-------- Exercise data

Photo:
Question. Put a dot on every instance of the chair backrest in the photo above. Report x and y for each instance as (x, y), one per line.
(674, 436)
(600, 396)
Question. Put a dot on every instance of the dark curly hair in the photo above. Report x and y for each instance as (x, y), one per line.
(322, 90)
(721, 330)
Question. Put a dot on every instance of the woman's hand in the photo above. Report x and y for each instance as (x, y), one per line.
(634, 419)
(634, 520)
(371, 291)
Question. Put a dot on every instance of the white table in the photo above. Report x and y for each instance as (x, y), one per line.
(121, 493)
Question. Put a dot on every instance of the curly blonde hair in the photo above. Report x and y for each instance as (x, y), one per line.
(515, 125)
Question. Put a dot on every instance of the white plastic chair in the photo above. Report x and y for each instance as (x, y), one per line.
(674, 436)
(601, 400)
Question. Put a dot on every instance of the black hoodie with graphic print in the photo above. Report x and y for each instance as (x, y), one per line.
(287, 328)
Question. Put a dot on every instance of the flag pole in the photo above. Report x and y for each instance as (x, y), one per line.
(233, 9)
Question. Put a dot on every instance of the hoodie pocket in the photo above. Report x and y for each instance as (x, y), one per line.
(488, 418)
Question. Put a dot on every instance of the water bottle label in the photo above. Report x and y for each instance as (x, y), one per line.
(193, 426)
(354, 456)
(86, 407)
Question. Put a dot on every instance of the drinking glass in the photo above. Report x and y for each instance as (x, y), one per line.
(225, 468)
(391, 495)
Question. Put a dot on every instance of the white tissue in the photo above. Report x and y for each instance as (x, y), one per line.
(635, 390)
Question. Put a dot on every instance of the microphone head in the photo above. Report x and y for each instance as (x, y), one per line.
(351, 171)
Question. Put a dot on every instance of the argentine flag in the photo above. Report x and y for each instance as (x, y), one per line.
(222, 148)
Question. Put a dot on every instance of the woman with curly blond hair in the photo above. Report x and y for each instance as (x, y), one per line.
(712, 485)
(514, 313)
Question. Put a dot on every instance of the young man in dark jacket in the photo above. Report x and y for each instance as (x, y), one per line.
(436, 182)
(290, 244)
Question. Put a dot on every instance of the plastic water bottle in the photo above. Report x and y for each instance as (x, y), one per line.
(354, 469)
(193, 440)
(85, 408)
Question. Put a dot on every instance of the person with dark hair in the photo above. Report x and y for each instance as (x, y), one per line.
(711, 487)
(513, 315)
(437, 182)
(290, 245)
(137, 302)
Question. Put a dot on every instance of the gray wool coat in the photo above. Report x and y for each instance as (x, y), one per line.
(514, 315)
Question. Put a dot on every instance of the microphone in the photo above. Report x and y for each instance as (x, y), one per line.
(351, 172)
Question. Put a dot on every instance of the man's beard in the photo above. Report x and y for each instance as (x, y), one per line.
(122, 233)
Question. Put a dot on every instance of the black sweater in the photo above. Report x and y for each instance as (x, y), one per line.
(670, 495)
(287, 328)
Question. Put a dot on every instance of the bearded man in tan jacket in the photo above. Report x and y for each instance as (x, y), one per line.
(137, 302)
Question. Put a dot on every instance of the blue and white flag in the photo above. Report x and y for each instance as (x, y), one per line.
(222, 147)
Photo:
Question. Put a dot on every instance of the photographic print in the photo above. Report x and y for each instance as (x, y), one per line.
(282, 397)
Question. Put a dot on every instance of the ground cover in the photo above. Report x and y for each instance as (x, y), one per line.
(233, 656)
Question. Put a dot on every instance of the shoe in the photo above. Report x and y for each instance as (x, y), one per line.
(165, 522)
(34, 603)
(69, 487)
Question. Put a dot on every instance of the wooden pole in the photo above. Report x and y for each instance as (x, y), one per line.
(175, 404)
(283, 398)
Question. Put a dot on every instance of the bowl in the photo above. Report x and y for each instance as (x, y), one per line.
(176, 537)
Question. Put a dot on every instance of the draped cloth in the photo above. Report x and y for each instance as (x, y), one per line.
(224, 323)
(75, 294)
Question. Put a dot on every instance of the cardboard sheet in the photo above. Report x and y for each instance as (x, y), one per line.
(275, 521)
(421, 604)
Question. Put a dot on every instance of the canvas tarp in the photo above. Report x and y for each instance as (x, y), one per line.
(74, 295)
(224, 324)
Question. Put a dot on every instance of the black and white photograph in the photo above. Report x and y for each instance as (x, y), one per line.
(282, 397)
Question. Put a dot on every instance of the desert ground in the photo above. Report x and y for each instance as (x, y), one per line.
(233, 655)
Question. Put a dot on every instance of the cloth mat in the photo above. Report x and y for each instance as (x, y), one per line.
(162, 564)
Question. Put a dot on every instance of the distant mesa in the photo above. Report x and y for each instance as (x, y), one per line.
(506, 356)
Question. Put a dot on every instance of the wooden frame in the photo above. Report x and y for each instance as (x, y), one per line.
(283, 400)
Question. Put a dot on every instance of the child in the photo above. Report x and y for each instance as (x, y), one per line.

----------------

### Aim of the task
Every entry above needs to be quoted exactly.

### Answer space
Photo:
Question. Put a dot on every instance of the chair backrest in the photo above. Report x and y for each instance as (x, y), one per line.
(674, 436)
(600, 396)
Question. Put a dot on every instance of the dark curly hair in the photo above. Report x and y for each instance as (x, y), one per line.
(322, 90)
(721, 330)
Question. Put a dot on every instance of the woman's hand in the photo above. Report x and y for each instance as (x, y), one per line.
(634, 419)
(634, 520)
(371, 291)
Question. Put a dot on every instance of the white table in the photo above. Report x and y for each instance as (x, y), one per line.
(121, 493)
Question. Put a dot on every instance of the curly blonde hair in the photo above. Report x and y for each instance as (x, y), one per line.
(515, 125)
Question. Put a dot on every instance of the white plastic chair in the photo above. Report x and y for each instance as (x, y), one per line.
(674, 436)
(601, 400)
Question. Put a dot on every instance of the black hoodie with graphic print in the photo above. Report x and y for each instance as (x, y), one per line.
(287, 328)
Question. Put a dot on every instance of the flag pole in the photo above. Report x and y for each instance as (x, y), one per line.
(233, 9)
Question. Put a dot on every instance of the hoodie pocket in the photo above. Report x and y for each instance as (x, y), one per line.
(488, 418)
Question. Put a dot on every instance of the water bottle label in the photo above. Report x and y for each instance as (x, y), one per line.
(193, 426)
(354, 456)
(86, 407)
Question. Put a dot on every instance of the drinking glass in the photo above. Report x and y for each instance as (x, y), one per line.
(225, 468)
(391, 495)
Question. Put a dot on every instance of the white tissue in the photo above. Report x and y for each instance as (x, y), one per line.
(635, 390)
Question. Put a dot on every instance of the microphone head in the photo above. Report x and y for each instance as (x, y), one per line.
(351, 171)
Question. Put a dot on every instance of the argentine flag in the photo above. Report x and y for each instance as (x, y), one per line.
(222, 148)
Question. Put a dot on every instance of the woman with curly blond hair in the photo above. Report x and y for each instance as (x, y), one per line.
(712, 485)
(514, 313)
Question. Put a dot on every instance of the young man in dark jacket in the photo above. Report x and y for each instance as (x, y), one per line.
(436, 182)
(290, 244)
Question. Put a dot on every instance of the plastic water bottle in the photo above. Report x and y for each instance as (x, y), one per line.
(354, 469)
(193, 440)
(85, 408)
Question. Put a dot on every instance of the person with dark hair in the photo above. Report x and y for each instance as (x, y), one per line.
(711, 487)
(513, 315)
(437, 182)
(290, 245)
(137, 302)
Question. Put a dot on every instance of the gray wool coat in the photo above. Report x and y for each instance as (x, y), one per line.
(514, 315)
Question. Put a dot on every instance of the microphone in the photo above. Report x and y for each instance as (x, y), one per line.
(351, 172)
Question. Put a dot on every instance of the man's beard in the photo above. Report x and y for each instance as (x, y), one per line.
(122, 233)
Question. Put a dot on every instance of the black sweater in the photo above. Report x and y for each instance as (x, y), one per line.
(670, 495)
(287, 328)
Question. Put a dot on every instance of the bearded man in tan jacket in the photo above. Report x and y for each instance as (x, y), one per line.
(137, 302)
Question. Put a dot on every instance of the blue and white flag in the photo above. Report x and y for each instance as (x, y), one per line.
(222, 147)
Photo:
Question. Put a dot on every instance of the photographic print in the photo above. Report x and y for each instance as (x, y), one per line.
(282, 397)
Question. Put a dot on every instance of the ground cover in the photo above. Report x and y for each instance as (x, y), one per line.
(233, 656)
Question. Put a dot on every instance of the shoe in the photo above. Report x and y for each instance as (x, y), one per line.
(165, 522)
(34, 603)
(69, 487)
Question. Put a dot on every instance of the wooden pole in the photo above. Report x and y for each instance as (x, y), one per line.
(175, 404)
(283, 398)
Question. Put a dot on every instance of the bowl in the photo above. Report x and y for each instance as (x, y), one per line.
(176, 537)
Question. Put a dot on every instance of the draped cloth in the photo above. Report x and y for each instance as (x, y), one per line.
(224, 323)
(75, 294)
Question. Put a dot on every instance of the cardboard sheet in the photo above. Report x and y for each instance as (x, y), one per line.
(275, 521)
(421, 604)
Question. Put a dot on every instance of the canvas tarp in the photo above. Report x and y for each instance as (x, y), one per line.
(74, 295)
(224, 324)
Question. Put a dot on every instance of the black and white photograph in the photo above. Report x and y for each instance as (x, y), one per line.
(282, 397)
Question. Put a dot on every instance of the desert ground in the photo above. Report x and y for each instance as (x, y), one per line.
(233, 655)
Question. Put a dot on every instance of the cloth mat in the photo above. Report x and y for each instance as (x, y), one per line.
(162, 564)
Question. Put a dot on every instance of the distant mesa in the photo above. Report x and y for each instance as (x, y), one per line.
(506, 356)
Question. Put a dot on every instance of the wooden frame in the photo above. Report x and y for each instance as (x, y), one per line.
(283, 400)
Question. Put a dot on every instance of the child in the photo above. Report x and y for each instance as (x, y), one per line.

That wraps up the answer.